--- Instructions to follow ---
Rename "background" to "backdrop" wherever it occurs in the items starting at the line that contains "to the tree" and ending at the line that contains "pixel 698 84". Give back only those lines, with everything else left unchanged.

(Point-labeling data based on photos)

▬▬▬▬▬▬▬▬▬▬

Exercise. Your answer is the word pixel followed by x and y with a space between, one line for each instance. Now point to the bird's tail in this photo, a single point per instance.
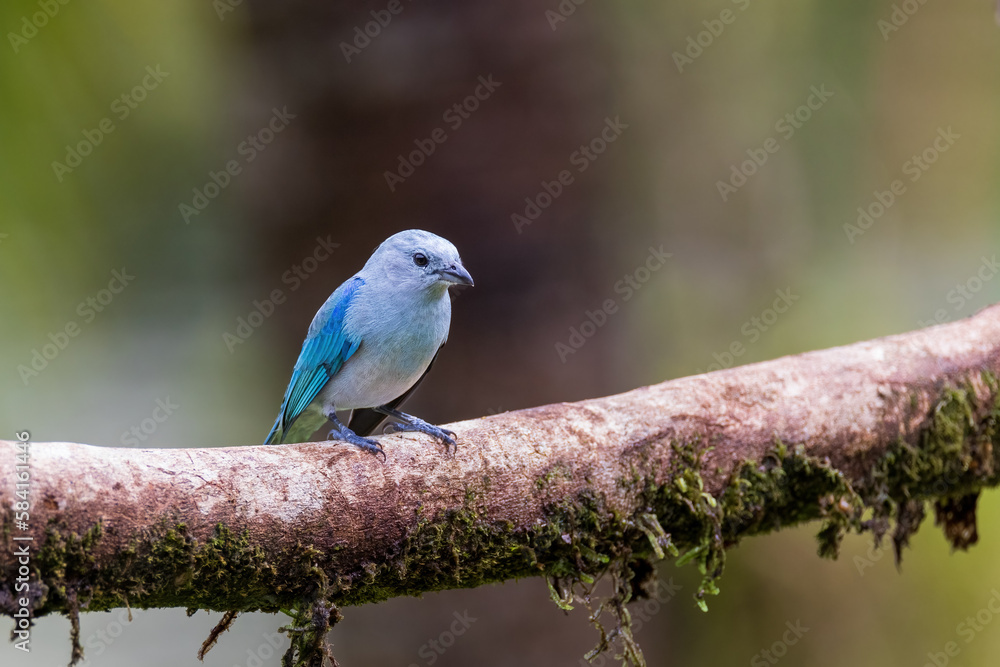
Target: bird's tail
pixel 274 437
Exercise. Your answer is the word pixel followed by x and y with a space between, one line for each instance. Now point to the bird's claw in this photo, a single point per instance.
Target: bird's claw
pixel 366 444
pixel 419 425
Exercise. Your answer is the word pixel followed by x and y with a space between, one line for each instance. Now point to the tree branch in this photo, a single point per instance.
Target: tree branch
pixel 569 490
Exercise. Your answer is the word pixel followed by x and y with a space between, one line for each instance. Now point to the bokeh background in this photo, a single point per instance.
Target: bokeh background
pixel 898 81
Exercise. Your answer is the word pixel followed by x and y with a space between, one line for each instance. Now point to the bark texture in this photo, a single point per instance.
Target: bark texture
pixel 567 490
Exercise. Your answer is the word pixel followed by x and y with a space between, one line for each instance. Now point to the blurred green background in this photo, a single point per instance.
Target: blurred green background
pixel 698 84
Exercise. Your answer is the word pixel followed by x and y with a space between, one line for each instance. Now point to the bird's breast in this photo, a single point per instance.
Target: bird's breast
pixel 397 346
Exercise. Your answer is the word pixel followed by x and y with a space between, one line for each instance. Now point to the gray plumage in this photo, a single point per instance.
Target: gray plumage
pixel 373 341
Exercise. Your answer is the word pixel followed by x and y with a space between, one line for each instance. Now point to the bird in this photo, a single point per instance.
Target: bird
pixel 372 342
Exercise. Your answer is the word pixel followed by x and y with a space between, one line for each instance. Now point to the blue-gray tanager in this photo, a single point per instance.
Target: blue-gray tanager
pixel 372 342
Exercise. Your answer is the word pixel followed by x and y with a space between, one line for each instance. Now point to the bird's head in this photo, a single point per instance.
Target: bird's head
pixel 419 259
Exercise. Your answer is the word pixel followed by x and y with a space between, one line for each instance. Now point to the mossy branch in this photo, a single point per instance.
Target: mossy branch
pixel 857 436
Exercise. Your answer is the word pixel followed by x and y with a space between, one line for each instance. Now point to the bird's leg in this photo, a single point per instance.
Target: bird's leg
pixel 411 423
pixel 341 432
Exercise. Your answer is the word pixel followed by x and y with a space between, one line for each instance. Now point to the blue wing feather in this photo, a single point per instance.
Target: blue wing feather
pixel 326 348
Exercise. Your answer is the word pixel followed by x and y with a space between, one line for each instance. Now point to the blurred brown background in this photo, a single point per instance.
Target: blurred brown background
pixel 698 90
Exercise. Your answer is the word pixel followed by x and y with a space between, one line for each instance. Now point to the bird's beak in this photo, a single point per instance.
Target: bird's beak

▬▬▬▬▬▬▬▬▬▬

--- Answer to this task ---
Exercise. Your answer is the word pixel followed by x and y with a space between, one line for each instance. Now point to the tree branch in this photo, a single point per instance.
Target: tree branch
pixel 569 490
Exercise. Your answer is the word pixel followed by x and y with a space between, one line for each instance. Now point to the bokeh backdrop in this photo, a single point per instance.
Target: bokeh backdrop
pixel 898 81
Exercise. Your answer is the word pixel followed by x and y with a space between, one line for each instance. Now point to the bark texture in this photo, a single point per instance.
Target: bark texture
pixel 567 490
Exercise. Your answer is the word pixel followed by x and y with a space between, one line for each instance. Now point to the blurred green backdrop in this photo, a single point per instance.
Target: blurred green backdrop
pixel 698 84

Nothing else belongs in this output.